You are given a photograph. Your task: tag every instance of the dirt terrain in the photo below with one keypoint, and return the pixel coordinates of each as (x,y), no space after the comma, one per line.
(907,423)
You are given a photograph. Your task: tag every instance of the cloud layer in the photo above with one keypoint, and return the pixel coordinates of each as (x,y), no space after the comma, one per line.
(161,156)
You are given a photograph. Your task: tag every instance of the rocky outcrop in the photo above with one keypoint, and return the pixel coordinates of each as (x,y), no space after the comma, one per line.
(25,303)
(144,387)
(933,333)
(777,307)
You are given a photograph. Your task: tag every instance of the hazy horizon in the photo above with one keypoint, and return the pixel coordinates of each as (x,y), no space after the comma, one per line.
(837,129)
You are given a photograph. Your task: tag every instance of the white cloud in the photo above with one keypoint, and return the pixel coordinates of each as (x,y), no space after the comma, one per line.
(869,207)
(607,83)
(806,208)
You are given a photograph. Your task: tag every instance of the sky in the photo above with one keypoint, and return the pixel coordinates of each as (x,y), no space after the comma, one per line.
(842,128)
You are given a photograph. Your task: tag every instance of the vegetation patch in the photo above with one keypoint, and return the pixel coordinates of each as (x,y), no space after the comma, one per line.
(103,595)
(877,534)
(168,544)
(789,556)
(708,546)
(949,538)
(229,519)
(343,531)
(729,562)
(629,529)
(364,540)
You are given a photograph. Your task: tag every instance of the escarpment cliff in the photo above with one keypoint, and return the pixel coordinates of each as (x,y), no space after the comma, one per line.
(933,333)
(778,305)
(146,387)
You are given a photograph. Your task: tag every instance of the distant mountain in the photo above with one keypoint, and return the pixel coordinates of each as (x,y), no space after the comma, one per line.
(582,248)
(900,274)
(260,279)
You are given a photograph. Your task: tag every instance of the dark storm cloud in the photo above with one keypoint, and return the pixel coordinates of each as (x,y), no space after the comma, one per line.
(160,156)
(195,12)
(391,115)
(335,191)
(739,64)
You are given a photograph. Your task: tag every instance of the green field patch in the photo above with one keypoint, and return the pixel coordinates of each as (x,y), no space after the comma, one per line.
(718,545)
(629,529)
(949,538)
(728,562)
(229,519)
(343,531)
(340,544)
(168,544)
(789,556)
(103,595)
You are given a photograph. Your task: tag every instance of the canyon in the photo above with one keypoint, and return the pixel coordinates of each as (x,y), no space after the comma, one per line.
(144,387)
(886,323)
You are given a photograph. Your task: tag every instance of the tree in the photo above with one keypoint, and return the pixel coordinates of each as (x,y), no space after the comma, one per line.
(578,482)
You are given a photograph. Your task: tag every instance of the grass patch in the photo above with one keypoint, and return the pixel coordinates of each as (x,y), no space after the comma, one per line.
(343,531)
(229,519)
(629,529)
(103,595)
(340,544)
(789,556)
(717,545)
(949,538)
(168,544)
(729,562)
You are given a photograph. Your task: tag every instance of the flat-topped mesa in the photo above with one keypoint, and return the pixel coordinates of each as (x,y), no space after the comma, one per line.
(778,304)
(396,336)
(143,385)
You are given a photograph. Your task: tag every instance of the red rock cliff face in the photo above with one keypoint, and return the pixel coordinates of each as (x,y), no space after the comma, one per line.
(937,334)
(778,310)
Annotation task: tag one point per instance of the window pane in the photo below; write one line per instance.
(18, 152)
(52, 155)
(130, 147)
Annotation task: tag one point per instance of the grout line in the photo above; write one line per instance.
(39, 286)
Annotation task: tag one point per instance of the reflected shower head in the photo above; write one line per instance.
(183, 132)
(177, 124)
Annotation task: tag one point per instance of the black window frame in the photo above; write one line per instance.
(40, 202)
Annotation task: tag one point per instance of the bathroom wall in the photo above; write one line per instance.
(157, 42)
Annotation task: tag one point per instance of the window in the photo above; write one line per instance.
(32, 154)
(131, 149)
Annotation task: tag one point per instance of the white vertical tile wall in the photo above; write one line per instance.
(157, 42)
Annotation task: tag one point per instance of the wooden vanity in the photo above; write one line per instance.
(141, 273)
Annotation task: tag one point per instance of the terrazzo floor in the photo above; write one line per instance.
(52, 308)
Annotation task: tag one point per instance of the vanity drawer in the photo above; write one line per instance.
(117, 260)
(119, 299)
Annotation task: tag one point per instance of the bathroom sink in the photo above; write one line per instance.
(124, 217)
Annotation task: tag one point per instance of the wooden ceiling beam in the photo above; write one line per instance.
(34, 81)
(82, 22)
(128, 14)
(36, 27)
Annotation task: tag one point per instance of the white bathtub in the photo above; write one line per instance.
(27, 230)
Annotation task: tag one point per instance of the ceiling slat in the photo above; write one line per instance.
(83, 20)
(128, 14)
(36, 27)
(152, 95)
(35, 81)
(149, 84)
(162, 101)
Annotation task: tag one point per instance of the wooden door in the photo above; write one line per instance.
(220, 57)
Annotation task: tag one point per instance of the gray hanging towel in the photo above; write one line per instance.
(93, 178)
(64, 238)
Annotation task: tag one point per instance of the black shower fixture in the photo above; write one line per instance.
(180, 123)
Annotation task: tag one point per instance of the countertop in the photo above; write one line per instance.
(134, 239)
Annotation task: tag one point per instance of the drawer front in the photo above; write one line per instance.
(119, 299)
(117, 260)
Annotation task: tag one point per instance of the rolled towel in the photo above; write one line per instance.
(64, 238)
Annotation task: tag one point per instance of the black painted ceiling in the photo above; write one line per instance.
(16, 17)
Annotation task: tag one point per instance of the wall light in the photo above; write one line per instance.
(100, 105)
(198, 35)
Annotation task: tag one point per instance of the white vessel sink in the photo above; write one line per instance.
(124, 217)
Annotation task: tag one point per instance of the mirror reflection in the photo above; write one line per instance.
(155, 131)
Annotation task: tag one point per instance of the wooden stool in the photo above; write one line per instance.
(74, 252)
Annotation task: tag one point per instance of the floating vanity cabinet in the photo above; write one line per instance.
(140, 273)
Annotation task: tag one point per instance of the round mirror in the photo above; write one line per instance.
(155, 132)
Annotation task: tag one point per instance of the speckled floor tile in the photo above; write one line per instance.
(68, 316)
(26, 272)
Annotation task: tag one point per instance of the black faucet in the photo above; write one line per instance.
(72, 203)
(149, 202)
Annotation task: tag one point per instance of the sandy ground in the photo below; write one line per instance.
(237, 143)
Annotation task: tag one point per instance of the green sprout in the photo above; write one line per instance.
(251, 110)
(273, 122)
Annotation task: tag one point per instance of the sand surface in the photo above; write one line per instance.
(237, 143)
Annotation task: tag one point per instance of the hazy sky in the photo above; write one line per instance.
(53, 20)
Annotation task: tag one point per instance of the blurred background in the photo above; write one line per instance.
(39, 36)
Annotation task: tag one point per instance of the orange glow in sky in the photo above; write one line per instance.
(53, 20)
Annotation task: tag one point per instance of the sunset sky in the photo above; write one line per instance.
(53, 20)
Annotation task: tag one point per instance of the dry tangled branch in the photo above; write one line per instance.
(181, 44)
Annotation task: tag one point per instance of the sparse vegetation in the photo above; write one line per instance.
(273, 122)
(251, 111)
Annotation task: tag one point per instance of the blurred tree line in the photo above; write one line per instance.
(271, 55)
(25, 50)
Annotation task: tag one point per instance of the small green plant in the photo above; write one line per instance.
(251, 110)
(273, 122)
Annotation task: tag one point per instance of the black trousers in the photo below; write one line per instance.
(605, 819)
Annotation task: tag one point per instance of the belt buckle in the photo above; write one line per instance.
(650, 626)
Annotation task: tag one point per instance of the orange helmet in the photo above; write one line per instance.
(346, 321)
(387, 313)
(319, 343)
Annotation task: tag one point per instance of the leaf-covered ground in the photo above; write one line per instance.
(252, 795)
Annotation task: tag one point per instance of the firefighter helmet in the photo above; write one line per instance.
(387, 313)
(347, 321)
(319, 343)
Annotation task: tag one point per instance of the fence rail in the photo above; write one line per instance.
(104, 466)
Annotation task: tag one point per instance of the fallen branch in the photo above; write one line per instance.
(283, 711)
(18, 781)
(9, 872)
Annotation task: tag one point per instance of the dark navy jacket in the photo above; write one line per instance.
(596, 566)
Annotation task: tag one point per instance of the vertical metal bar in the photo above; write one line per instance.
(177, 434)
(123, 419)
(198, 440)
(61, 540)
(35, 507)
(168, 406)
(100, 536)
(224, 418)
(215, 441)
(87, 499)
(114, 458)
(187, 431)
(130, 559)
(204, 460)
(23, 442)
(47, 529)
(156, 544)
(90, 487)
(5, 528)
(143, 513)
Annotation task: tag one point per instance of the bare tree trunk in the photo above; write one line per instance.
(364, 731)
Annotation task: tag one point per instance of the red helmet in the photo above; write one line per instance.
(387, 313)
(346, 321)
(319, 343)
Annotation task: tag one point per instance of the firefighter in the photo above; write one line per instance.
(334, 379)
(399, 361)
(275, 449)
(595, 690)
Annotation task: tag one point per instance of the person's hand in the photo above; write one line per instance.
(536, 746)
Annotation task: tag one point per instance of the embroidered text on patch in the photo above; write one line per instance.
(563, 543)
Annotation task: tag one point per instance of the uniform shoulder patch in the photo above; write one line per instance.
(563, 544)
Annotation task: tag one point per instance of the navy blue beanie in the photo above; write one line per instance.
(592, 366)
* * * * * * *
- **WHAT YOU HAVE TO DO**: Repeat, word for word, every line from the line that contains "Annotation task: tag one point per instance of the fallen" to the end of the entries; include both of those lines and no others.

- **RESULT OF THE EXERCISE**:
Annotation task: tag one point per instance of the fallen branch in the photo above; write one line per instance.
(283, 711)
(18, 781)
(9, 872)
Annotation task: tag one point per instance of the dark navy jacket in the photo above; write one line per instance.
(596, 566)
Annotation task: tag one point per instance of the vertical metal bar in the photo above; write one line per instance.
(177, 434)
(123, 419)
(198, 440)
(61, 540)
(35, 507)
(168, 406)
(100, 536)
(224, 418)
(215, 441)
(87, 499)
(114, 458)
(187, 431)
(130, 559)
(204, 460)
(23, 442)
(47, 529)
(156, 544)
(90, 487)
(5, 528)
(143, 513)
Annotation task: tag one point per instance of the bare tree trunk in the photo above; write one line per instance.
(364, 731)
Annotation task: tag one point per instance of the red helmet in the photo above; write one line per instance.
(387, 313)
(346, 321)
(319, 343)
Annotation task: tag one point per instance of the firefighter in the photo above; write one line per instance.
(334, 379)
(399, 361)
(275, 449)
(595, 690)
Annotation task: tag one point per instance of the person's hand in the photo above; write one line per instance.
(536, 746)
Annotation task: tag one point per instance of the embroidered text on patch in the photo above; write one line per instance.
(563, 543)
Annotation task: tag one point per instance of the uniform shoulder patch in the photo above; write one line per instance.
(563, 544)
Annotation task: tag one point per instance of the navy blue beanie in the photo above; write one line per instance.
(592, 366)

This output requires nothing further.